Activity:
Your answer must be an exact copy of the entries, containing no images.

Information provided:

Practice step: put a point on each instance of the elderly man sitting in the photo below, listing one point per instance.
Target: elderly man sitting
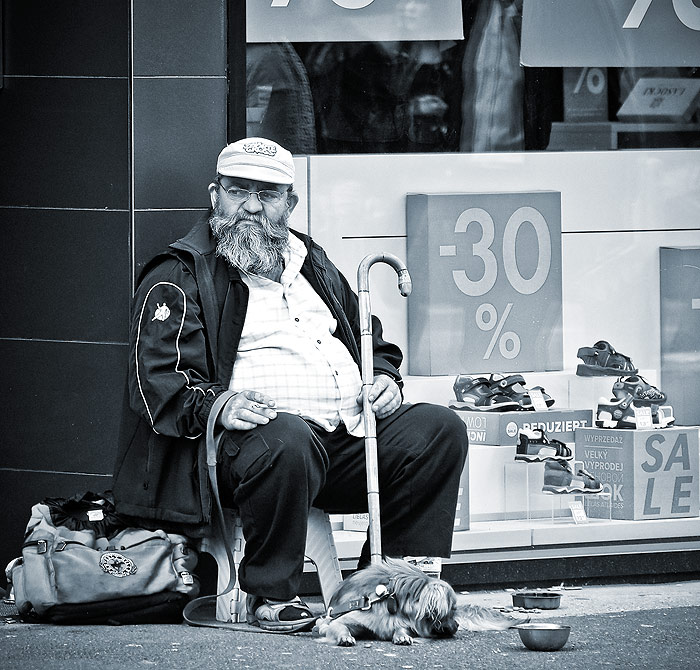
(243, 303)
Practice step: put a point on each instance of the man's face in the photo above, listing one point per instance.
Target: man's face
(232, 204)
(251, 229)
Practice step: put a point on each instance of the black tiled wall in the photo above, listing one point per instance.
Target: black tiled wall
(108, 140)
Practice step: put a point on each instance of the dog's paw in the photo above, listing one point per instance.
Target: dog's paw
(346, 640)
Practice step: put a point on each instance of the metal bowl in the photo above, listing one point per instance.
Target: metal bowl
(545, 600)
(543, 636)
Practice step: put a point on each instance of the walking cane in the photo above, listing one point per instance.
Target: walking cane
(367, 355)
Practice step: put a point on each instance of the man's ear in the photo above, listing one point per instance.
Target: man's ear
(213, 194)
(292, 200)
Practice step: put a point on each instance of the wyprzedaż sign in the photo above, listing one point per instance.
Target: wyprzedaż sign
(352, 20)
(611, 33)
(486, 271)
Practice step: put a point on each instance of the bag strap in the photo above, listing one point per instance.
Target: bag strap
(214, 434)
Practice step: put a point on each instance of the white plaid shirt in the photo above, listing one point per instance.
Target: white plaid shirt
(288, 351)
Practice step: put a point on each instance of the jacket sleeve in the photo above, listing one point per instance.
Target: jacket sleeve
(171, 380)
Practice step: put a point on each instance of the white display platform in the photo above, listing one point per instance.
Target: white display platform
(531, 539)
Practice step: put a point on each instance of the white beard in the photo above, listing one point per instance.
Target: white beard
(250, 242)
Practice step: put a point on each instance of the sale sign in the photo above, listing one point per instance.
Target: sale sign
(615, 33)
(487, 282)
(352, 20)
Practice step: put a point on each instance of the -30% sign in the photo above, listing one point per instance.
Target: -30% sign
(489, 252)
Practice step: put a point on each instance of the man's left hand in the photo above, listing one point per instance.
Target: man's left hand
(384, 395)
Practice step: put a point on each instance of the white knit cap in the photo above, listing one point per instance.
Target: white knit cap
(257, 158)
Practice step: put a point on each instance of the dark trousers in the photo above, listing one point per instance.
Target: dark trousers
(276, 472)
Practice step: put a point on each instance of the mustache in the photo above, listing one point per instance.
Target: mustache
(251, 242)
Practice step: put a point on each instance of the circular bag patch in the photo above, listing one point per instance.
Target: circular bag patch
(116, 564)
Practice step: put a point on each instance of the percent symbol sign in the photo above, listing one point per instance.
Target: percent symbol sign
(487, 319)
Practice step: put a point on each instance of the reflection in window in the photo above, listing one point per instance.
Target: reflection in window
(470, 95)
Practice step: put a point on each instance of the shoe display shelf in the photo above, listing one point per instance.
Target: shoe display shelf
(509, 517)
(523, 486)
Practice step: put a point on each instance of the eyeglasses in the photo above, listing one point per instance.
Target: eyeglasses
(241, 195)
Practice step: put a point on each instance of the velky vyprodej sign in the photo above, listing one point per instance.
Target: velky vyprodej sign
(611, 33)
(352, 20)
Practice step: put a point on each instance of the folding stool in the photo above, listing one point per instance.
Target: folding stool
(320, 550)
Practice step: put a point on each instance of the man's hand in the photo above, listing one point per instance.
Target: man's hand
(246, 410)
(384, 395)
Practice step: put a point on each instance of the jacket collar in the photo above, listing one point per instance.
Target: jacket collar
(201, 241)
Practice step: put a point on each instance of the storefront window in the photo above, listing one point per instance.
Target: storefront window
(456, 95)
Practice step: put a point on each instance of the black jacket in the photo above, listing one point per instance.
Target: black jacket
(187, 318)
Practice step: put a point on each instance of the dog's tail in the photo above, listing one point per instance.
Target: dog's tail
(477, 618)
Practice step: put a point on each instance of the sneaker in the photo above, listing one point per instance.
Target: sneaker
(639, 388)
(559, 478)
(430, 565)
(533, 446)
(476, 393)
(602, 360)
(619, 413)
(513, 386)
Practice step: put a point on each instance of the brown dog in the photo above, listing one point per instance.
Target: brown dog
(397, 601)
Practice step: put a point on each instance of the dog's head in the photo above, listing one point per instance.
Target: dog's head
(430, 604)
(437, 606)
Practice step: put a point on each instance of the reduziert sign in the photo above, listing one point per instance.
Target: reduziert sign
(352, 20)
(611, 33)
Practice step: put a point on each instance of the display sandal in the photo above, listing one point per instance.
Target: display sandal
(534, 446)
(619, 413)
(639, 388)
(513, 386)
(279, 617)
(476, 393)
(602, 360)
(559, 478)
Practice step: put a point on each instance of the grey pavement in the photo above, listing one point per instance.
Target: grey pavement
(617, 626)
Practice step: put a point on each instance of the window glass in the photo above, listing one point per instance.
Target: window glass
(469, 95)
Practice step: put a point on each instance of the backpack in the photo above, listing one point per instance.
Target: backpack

Exercise output:
Practice step: put a point on each instance of the elderly man sitting in the photo below, listing one point per instance.
Target: elderly man sitting
(243, 303)
Practice step: put a point on each instance of the man's face in the photo above, listing one point per instance.
Target: man's face
(232, 204)
(251, 229)
Practice step: put a point on each instance of the black tiled wall in the photo above, listing one point per instance.
Target: black tiled wall
(108, 140)
Practice step: put a point on each instance of the dog's paw in the photo above, listing one point per instance.
Target: dog's paw
(346, 640)
Practice step: put a point on each instance of the metal bowl in the photo above, listing one point per instance.
Target: metal bowl
(545, 600)
(543, 636)
Practice step: put a point on each instance of the walking cane in the photo above, listing one point per instance.
Target: walking cane
(367, 355)
Practice step: put a point on each instance of the man's ear in the photo above, listing one point per instance.
Target: man's ear
(213, 194)
(292, 200)
Practice step: put a point on each instance of the wyprzedaż sign in the photo above, listing one point per instance.
Target: wyprzedaż sign
(352, 20)
(611, 33)
(486, 271)
Practice step: put a point on each instance of the bag strap in the photo above, listing one point per instance.
Target: bag strap
(214, 434)
Practice step: put a point on each instance of the white plaid shirt in the photo above, listing one point per instance.
Target: white plaid shirt
(288, 351)
Practice step: put a point on each instance of the jacket sleeve in the photo above, listing one point per instance.
Target: jacket sleeve
(171, 380)
Practice step: put a point on each instance of the white display platform in the photo above, listing one point per instance.
Target: white display platform
(531, 539)
Practice step: put a point on each instance of the white beard in the photo above, listing one point per instance.
Target: white beard
(250, 242)
Practice step: put a point on each instance of the sale sign in the photo above, listing one point per instance.
Target: sale sign
(615, 33)
(487, 282)
(352, 20)
Practice step: put a point on each instance of the -30% sign in the photo above, listing one point per instance.
Target: -30% sign
(489, 252)
Practice step: put a point on each instance of the man's left hand in the photo above, listing one point per instance.
Target: man's left hand
(384, 395)
Practice step: put a point on each instance of the white knit cap in the photo above, listing one point per instance.
Target: white knit cap
(257, 158)
Practice step: put a point on each instance of the dark trousers in the photo above, listing one point per instance.
Target: dark trousers
(276, 472)
Practice step: put a point on each instance of the mustache in the photo above, listing one point per instance.
Target: mustache
(251, 242)
Practice step: put a point on each instance of the circular bag patch in the photo above, listing one point per instance.
Target: circular bag patch
(116, 564)
Practice step: put a point on each instance of the percent symbol sign in the photo above, listing one point per instance.
Target: percent symbol sign
(487, 319)
Practice step: put a point on each instance of the reflection in window in the photo above, listing one point per instance.
Target: reflection in window
(470, 95)
Practice step: put a point on each instance of the shoe display shelf in the photo above, listing one point per instance.
Target: shoe display shelf
(509, 517)
(523, 486)
Practice step: put a point on each instance of the eyeglasses in the photo above, listing one point per instance.
Target: eyeglasses
(241, 195)
Practice step: put a point on each instance of the velky vyprodej sign in the photo above, listing one point per instance.
Target: velky vyprodej sign
(611, 33)
(352, 20)
Practice step: put a point on each instance of the folding stool in the photo above, listing one point per instance.
Target: folding stool
(320, 550)
Practice step: put a point on each instance of the man's hand in the photo above, listing one point per instance.
Target: man's hand
(246, 410)
(384, 395)
Practice step: put a point on each instance of the jacket collar in the photo above, listing one point per instance.
Target: jacket collar
(201, 241)
Practice step: put a point on each instance of the storefront window in the photo above, listing one point per instance.
Target: storefront window
(456, 95)
Practice step: put a point on each instance of the black jacket in the photo above, listing one point per instance.
Target: black jacket
(187, 318)
Practice step: put a point on each instance of the dog's tail in the photo above, listing one point per instance.
Target: dog's tail
(477, 618)
Practice step: put a point on each instance of the sneaker in the photo above, listing one point per instance.
Target: sneaker
(639, 388)
(559, 478)
(430, 565)
(533, 446)
(476, 393)
(602, 360)
(619, 413)
(513, 386)
Practice step: put a point on each instance of the brown dog in the photo above, listing one point per instance.
Target: brown dog
(397, 601)
Practice step: put a point on each instance of the dog's head in the photo above, listing one point per instance.
Target: dog's head
(430, 604)
(437, 606)
Practice step: put a point on each instance of the reduziert sign in the photo above, listing one point per instance.
Target: reduziert sign
(352, 20)
(611, 33)
Practice step: put a point on each instance of the display sandal in the photo above, listing one point per instance.
Target: display sandal
(534, 446)
(619, 413)
(639, 388)
(513, 386)
(279, 617)
(476, 393)
(602, 360)
(559, 478)
Practice step: put a point on each instance of the grey pavement in the photo above, listing one point per instance.
Target: grey pavement
(617, 626)
Practice step: put a point on each instance of the window glass in the photo above, listing one point per instance.
Target: window glass
(469, 95)
Practice step: put a point on each instance of the backpack in the photo above, listing one point per instance.
Target: backpack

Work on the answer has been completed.